PARTS OF THE EXERCISE.
**1.** In the article on the Tory tax debate, what would Hunt not give about bringing taxes back down?
**2.** Copy the stretch from "Yet Hunt had" through "would do this." in the article on the Tory tax debate.

EXCERPT.
This was of course denounced by Labour, which said there were holes in the Chancellor's calculations. (As a side note, No10 confirmed today that the last Labour Government 2005 to 2010 regularly asked civil servants to do this sort of thing and their workings are published on the Government's .gov.uk website).
Yet Hunt had a point. As I said on Thursday, the only commitment among Sir Keir Starmer's first steps to power published on Thursday was to "keep taxes, inflation and mortgages as low as possible".
Hunt was bolder than Starmer. "We will do the hard work and bring taxes back down," he said. That was that though. There was little further evidence as to how he would do this.
And crucially he would not give a "cast iron guarantee" that this would happen. "Can I look into a crystal ball and give a cast iron guarantee? Of course I can't," he said.
Hunt did say there might be another cut in National Insurance at this year's Autumn Statement (the Tories want to scrap it altogether). But he would say if it would be held before a general election.
The Tories are on familiar ground when they try to batter Labour on the party's tax plans.
But the worry must be that the party has cut National Insurance twice in January and April by 2p and been given little credit in the polls.
One reason might be that National Insurance is not seen as a tax like Income Tax is, or people know that so many more are paying the higher rate of income tax because the income thresholds have been frozen.
A third reason is the most worrying for the Tories: That after 14 years voters have simply turned their backs on the Conservatives.
This must be the biggest concern for the party: That for all Hunt warns on what he says are Labour's tax plans, the voters just are not listening.

RECORDS.
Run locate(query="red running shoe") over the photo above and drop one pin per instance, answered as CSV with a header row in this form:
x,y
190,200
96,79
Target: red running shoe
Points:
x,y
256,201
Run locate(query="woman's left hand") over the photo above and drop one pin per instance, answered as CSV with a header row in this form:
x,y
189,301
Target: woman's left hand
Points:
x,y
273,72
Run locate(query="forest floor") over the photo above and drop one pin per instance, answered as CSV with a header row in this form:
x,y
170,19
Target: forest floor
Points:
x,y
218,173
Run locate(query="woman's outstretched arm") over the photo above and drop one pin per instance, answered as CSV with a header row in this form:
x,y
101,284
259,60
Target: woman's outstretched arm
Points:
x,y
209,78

...

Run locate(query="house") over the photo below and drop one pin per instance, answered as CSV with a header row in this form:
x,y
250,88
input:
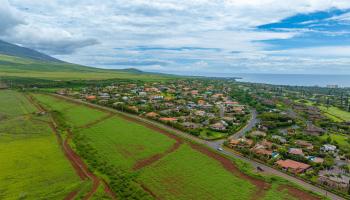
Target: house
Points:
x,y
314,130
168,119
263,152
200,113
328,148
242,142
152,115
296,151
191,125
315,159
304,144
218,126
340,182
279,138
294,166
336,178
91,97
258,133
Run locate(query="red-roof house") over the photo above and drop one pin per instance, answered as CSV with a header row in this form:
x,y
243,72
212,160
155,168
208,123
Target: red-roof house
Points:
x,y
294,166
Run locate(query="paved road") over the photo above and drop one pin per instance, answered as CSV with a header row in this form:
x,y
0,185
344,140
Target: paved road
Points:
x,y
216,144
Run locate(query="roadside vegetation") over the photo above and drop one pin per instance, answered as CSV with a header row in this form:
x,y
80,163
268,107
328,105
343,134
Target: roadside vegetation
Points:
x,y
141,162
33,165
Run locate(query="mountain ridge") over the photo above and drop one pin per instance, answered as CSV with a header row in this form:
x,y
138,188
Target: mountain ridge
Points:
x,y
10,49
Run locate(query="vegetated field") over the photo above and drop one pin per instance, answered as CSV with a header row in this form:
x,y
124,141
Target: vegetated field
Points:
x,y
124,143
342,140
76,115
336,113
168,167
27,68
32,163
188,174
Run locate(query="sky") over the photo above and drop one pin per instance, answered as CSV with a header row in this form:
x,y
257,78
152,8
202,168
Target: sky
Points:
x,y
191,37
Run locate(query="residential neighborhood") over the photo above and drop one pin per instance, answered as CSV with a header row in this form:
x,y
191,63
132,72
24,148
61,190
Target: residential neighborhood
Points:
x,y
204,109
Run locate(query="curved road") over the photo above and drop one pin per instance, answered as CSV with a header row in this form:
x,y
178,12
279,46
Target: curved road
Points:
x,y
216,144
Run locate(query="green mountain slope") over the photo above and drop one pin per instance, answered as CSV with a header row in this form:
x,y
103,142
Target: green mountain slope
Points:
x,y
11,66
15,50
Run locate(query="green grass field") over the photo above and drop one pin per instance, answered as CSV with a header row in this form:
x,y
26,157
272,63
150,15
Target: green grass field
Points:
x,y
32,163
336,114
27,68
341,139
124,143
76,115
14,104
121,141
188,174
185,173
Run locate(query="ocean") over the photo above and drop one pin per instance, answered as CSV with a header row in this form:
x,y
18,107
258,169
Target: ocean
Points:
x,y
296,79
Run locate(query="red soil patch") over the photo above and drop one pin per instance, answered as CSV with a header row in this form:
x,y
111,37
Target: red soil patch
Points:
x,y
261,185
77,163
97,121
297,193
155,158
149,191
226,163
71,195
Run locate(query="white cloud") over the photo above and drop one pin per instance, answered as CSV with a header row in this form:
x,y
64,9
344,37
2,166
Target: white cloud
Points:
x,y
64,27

==

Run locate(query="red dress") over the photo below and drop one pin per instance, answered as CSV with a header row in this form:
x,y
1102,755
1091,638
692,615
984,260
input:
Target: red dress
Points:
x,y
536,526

ANSWERS IN ORDER.
**1.** A "cast iron guarantee" that it would happen.

**2.**
Yet Hunt had a point. As I said on Thursday, the only commitment among Sir Keir Starmer's first steps to power published on Thursday was to "keep taxes, inflation and mortgages as low as possible".
Hunt was bolder than Starmer. "We will do the hard work and bring taxes back down," he said. That was that though. There was little further evidence as to how he would do this.